▶ _WHAT YOU ARE ASKED TO DO_
Pull out every line of the records that contains the string "blurred", matching case exactly.

# # # # #

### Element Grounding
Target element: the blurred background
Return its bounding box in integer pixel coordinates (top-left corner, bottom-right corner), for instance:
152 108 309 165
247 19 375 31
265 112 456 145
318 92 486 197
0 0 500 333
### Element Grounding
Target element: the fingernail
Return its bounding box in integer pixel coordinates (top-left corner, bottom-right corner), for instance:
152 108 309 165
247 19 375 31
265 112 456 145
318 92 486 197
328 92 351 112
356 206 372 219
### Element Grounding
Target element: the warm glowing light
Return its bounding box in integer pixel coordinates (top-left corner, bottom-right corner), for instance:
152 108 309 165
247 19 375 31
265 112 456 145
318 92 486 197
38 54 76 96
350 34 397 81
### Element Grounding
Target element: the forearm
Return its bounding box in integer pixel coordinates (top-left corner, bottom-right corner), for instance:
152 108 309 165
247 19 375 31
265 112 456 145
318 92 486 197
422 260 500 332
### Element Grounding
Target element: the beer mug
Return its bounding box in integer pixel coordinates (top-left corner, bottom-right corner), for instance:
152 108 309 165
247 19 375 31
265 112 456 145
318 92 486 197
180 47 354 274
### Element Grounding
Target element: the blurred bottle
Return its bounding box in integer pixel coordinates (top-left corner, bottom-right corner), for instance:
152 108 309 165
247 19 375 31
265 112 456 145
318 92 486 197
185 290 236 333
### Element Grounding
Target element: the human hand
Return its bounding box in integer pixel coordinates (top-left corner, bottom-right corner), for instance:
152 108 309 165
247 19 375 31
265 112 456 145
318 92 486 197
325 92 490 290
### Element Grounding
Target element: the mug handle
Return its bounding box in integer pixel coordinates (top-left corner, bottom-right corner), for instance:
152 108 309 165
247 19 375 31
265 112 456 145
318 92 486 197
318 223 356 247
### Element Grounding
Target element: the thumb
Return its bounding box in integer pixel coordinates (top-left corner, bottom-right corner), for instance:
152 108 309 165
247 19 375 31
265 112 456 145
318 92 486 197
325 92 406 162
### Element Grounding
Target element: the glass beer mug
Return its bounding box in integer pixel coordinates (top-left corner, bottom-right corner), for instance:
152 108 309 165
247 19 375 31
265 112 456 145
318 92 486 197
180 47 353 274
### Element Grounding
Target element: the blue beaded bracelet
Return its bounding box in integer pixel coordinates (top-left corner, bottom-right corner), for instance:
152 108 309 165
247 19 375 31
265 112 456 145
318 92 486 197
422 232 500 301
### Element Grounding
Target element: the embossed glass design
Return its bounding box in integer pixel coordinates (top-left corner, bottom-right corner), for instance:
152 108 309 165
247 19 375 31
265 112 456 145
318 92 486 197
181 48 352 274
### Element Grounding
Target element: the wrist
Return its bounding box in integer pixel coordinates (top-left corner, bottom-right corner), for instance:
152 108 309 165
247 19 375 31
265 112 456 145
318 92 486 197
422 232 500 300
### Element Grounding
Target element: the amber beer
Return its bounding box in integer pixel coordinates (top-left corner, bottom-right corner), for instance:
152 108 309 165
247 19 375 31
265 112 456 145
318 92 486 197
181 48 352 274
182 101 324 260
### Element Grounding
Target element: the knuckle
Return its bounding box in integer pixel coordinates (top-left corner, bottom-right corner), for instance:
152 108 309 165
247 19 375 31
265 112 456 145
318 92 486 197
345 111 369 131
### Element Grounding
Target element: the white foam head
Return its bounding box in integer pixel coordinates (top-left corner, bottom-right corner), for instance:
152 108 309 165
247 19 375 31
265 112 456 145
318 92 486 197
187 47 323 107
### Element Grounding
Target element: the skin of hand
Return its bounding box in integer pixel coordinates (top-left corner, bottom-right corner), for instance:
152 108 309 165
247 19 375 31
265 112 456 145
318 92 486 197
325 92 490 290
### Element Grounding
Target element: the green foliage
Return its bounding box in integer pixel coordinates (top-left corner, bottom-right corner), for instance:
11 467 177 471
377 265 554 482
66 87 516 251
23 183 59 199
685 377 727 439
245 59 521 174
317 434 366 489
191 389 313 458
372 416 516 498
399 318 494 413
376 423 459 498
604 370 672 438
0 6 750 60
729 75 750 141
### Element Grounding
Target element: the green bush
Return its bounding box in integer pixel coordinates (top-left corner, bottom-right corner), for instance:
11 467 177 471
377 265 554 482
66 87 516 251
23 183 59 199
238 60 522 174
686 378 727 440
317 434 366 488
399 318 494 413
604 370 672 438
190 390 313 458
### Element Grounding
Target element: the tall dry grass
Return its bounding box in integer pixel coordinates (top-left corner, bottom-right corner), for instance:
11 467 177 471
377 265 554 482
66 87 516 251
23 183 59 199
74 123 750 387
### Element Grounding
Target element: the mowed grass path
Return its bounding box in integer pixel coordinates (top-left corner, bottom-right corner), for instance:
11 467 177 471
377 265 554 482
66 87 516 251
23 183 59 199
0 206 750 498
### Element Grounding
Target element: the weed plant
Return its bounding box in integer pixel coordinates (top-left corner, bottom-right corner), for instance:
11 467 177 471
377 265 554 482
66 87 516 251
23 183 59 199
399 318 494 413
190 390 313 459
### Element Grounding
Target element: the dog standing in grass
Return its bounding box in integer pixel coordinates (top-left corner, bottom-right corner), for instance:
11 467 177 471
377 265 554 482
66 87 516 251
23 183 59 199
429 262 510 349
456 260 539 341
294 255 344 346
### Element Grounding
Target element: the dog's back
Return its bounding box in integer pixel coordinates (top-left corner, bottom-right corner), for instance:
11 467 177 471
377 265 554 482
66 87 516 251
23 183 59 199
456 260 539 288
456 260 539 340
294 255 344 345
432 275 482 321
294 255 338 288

# # # # #

▶ _ANSWER FOR THIS EXERCISE_
Target element: the blurred background
Target element: the blurred bottle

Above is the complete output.